*Aim of the task*: If a line holds an image, leave the image out; write out everything else in the records exactly.

*Provided records*:
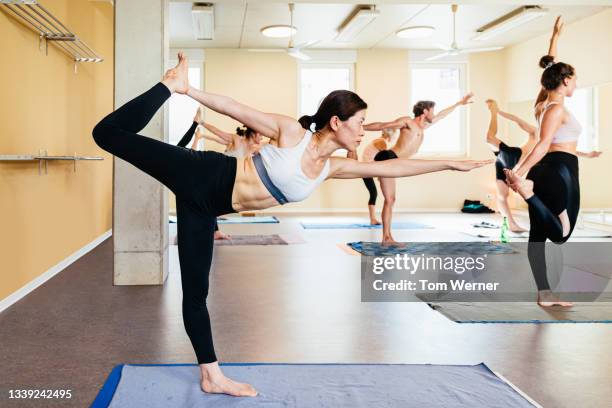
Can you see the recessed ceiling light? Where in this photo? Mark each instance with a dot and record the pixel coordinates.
(278, 31)
(415, 32)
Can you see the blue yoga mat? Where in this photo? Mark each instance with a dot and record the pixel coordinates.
(441, 248)
(239, 220)
(314, 385)
(395, 225)
(248, 220)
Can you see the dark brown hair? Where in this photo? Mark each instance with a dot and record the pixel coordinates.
(554, 72)
(342, 103)
(245, 131)
(419, 108)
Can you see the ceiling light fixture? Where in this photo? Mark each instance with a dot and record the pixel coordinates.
(415, 32)
(356, 22)
(203, 16)
(509, 21)
(279, 31)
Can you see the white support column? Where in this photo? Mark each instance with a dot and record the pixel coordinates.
(140, 203)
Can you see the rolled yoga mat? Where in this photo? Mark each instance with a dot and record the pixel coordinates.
(523, 312)
(441, 248)
(314, 385)
(348, 225)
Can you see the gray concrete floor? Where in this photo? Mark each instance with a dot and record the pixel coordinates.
(295, 303)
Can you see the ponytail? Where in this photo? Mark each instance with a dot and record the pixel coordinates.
(306, 121)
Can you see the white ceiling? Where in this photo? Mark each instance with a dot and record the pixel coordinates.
(237, 24)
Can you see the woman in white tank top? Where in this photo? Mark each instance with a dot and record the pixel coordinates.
(208, 184)
(547, 177)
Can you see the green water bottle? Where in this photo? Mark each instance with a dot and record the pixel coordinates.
(504, 232)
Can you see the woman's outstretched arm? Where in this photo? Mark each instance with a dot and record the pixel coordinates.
(346, 168)
(269, 124)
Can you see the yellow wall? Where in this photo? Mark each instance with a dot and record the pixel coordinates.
(583, 44)
(45, 105)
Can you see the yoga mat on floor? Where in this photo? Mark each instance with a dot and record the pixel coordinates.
(523, 312)
(314, 385)
(248, 220)
(577, 233)
(239, 220)
(274, 239)
(442, 248)
(348, 225)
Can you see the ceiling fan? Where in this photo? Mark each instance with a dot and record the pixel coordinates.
(454, 48)
(294, 51)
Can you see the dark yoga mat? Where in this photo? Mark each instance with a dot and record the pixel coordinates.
(314, 385)
(441, 248)
(348, 225)
(523, 312)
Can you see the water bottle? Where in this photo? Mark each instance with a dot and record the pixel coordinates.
(504, 231)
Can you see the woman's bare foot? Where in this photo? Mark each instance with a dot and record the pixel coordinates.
(547, 299)
(220, 235)
(522, 186)
(388, 240)
(177, 78)
(215, 382)
(492, 105)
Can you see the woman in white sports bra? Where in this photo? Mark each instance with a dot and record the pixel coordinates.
(208, 184)
(547, 177)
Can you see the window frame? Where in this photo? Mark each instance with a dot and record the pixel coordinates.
(463, 114)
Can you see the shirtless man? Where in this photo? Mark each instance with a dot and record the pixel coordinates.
(381, 143)
(410, 139)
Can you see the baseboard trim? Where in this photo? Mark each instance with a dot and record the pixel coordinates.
(30, 286)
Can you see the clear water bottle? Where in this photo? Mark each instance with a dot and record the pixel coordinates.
(504, 231)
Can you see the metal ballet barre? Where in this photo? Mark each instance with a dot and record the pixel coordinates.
(42, 158)
(51, 29)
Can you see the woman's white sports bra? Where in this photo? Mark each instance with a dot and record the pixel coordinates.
(567, 132)
(284, 168)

*Task result*:
Can you see the recessed ceiling light? Where in this photo? Mark each instance with a dot and record the pixel coordinates.
(278, 31)
(415, 32)
Can you see the blue yoga mat? Where in this photo? Mark each instance with a dot and record the pixel coordinates.
(441, 248)
(239, 220)
(314, 385)
(395, 225)
(248, 220)
Can you see the dark brown hair? Where in this photo? Mark each instance with a dot and record the pixel coordinates.
(554, 72)
(342, 103)
(245, 131)
(419, 108)
Can you see the ceiling light fixture? Where in this photo? Mark each instance with a dot and record the pixel coordinates.
(415, 32)
(356, 22)
(203, 16)
(509, 21)
(279, 31)
Can you see the white support column? Where in this photo? Mark each instance with a dot and record the pixel coordinates.
(140, 203)
Can you see the rolled yoga mat? Where in this photo? Mark each instance with a dot and record the pixel coordinates.
(523, 312)
(441, 248)
(314, 385)
(348, 225)
Can you see the gray concrete floor? Where in this photo? Mark each instance with a dot and record the pixel coordinates.
(295, 303)
Can you see the ponytail? Where in this photo? Mark each instance with a dot and record the pixel coordinates.
(306, 121)
Can you see the white ceiling? Where in this photo? Mark each instance with a dot and record the pixel coordinates.
(237, 24)
Can you see the woman in white tank top? Where in this photo? Mark each instance with a dot and record the pixel coordinates.
(208, 184)
(547, 177)
Can you see the green water bottle? Where in this photo? Mark each instance with a dot and record the pixel coordinates.
(504, 232)
Can you see the woman's outstretched arm? Where in this photo? Mark each instance with a dot and record the pixel coordinates.
(346, 168)
(269, 124)
Can you see the yellow wall? Where in this photo? Mark each instance with a dot and record the pixel coordinates.
(583, 44)
(45, 105)
Can you see the yoga mat on floor? Where in this photo? Mark each instance with a dot and record the pixel coordinates.
(523, 312)
(314, 385)
(248, 220)
(577, 233)
(239, 220)
(274, 239)
(442, 248)
(348, 225)
Can you see the ceiling fan? Where in this photo? Mark each instance with a dot and record the pixel coordinates.
(454, 48)
(294, 51)
Can you see the dark yoga mat? Where in this photo? Mark each instance with a dot and record the pixel coordinates.
(314, 385)
(441, 248)
(348, 225)
(523, 312)
Can you see the water bottle? Where in this photo? Mark each instance with a dot and record the pixel coordinates.
(504, 231)
Can you see the woman's bare foot? Where in this photo? Mark each instance with a dot and record the pixel coordinates.
(547, 299)
(220, 235)
(522, 186)
(388, 240)
(177, 78)
(215, 382)
(492, 105)
Can you see the woman in white sports bra? Where in this photo? Mark each instance with a dot and record the pixel coordinates.
(208, 184)
(547, 177)
Can you see the window frame? Where in this photo? Mark each instance with a dot and record the pixel coordinates.
(463, 114)
Can you see the shirtless man? Where in this photo? Mark each instance with a dot and record the pixel coordinates.
(381, 143)
(410, 139)
Can you see the baseboard trim? Where in this photo? Mark each instance with a dot and record the pixel coordinates.
(30, 286)
Can you see the clear water bottle? Where in this photo? Mark each instance with a dot and record the pixel coordinates.
(504, 231)
Can you see the metal ballet barre? Where in this photo? Mark each instance with a dot and record the pixel coordinates.
(42, 158)
(51, 29)
Can you see the woman's white sports bra? Where in this photo? Mark each instance with a dot and record the pixel coordinates.
(567, 132)
(284, 168)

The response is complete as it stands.